Correct me if I’m wrong but isn’t encouraging students to think and exposing them to facts part of teaching? Since when does taking offense words out of books, or for that matter entire books out of a curriculum, foster understanding? It is and it doesn’t. We need to know history to understand it. We need to read the facts and words that make us uncomfortable in our own “skin”.

New York Times book reviewer, Michiko Kakutani, writes:

Controversies over “Huckleberry Finn” occur with predictable regularity. In 2009, just before Barack Obama’s inauguration, a high school teacher named John Foley wrote a guest column in The Seattle Post-Intelligencer in which he asserted that “Huckleberry Finn,” “To Kill a Mockingbird” and “Of Mice and Men,” don’t belong on the curriculum anymore. “The time has arrived to update the literature we use in high school classrooms,” he wrote. “Barack Obama is president-elect of the United States, and novels that use the ‘N-word’ repeatedly need to go.”

Haven’t we learned by now that removing books from the curriculum just deprives children of exposure to classic works of literature? Worse, it relieves teachers of the fundamental responsibility of putting such books in context – of helping students understand that “Huckleberry Finn” actually stands as a powerful indictment of slavery (with Nigger Jim its most noble character), of using its contested language as an opportunity to explore the painful complexities of race relations in this country. To censor or redact books on school reading lists is a form of denial: shutting the door on harsh historical realities – whitewashing them or pretending they do not exist.

Extracted data entries
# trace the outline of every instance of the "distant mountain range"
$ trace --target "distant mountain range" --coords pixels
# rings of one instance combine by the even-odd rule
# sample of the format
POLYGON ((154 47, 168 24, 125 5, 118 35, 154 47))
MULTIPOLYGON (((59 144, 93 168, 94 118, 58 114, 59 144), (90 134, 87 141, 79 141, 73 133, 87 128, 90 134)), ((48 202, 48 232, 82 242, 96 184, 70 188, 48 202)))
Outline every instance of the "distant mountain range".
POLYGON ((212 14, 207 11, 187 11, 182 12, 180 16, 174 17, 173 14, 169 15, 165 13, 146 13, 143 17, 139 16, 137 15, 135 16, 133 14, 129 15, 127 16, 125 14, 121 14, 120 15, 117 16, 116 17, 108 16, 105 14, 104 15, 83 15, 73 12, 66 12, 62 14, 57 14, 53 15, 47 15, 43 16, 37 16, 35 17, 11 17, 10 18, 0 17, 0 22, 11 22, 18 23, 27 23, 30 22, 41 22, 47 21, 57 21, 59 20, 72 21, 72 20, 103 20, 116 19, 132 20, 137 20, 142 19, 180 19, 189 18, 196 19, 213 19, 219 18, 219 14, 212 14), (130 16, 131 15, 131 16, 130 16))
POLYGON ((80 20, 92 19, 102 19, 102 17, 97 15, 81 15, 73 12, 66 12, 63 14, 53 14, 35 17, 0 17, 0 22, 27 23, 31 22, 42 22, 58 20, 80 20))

Objectives:
(1) Which lines of the rows contain the string "instance"? Pull out each such line, treating uppercase and lowercase as different.
(2) Carry on the piece about removing "Huckleberry Finn" from school curricula, starting after its final sentence.
The passage and the rows have nothing to do with each other.

Answers:
(1)
# trace the outline of every instance of the "distant mountain range"
# rings of one instance combine by the even-odd rule
Outline every instance of the "distant mountain range".

(2)
(emphasis mine)

As Adam Sewer observed comparing the Republican “edition” of the Constitution and the edited version of Twain’s classic, “This kind of political correctness offers no justice to the descendants of slaves — it merely papers over a terrible ugliness that is an essential part of American history.”

I’ll leave the final thought to Jamelle Bouie, who said it best:

But erasing “nigger” from Huckleberry Finn-or ignoring our failures-doesn’t change anything. It doesn’t provide racial enlightenment, or justice, and it won’t shield anyone from the legacy of slavery and racial discrimination. All it does is feed the American aversion to history and reflection. Which is a shame. If there’s anything great about this country, it’s in our ability to account for and overcome our mistakes. Peddling whitewashed ignorance diminishes America as much as it does our intellect.